# ASSIGNMENT
Only the lines that hold "subject" should be in the answer, each copied from the data below.

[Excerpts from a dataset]
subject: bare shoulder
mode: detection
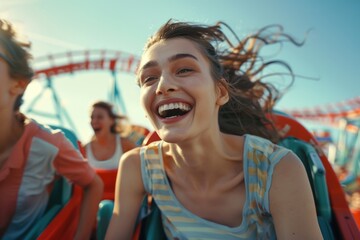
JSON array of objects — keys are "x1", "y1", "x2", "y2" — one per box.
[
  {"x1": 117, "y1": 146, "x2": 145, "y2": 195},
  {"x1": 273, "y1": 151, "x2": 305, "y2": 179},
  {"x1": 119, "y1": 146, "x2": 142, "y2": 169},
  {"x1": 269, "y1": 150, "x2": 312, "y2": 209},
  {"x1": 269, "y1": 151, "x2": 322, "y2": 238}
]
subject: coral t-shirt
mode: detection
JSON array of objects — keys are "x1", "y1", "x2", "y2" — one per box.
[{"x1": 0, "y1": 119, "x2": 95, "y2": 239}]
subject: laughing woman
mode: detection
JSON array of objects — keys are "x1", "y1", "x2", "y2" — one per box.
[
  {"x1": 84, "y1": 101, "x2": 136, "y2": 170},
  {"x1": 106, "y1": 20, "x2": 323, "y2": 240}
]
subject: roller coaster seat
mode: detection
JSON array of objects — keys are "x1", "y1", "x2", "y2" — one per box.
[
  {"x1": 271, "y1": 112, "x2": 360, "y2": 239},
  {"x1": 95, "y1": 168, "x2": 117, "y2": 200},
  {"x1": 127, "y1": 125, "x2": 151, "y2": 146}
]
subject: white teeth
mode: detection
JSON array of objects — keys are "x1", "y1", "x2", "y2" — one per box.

# OUTPUT OF THE EXERCISE
subject: bare shoulder
subject: coral t-shirt
subject: laughing woman
subject: roller coaster seat
subject: white teeth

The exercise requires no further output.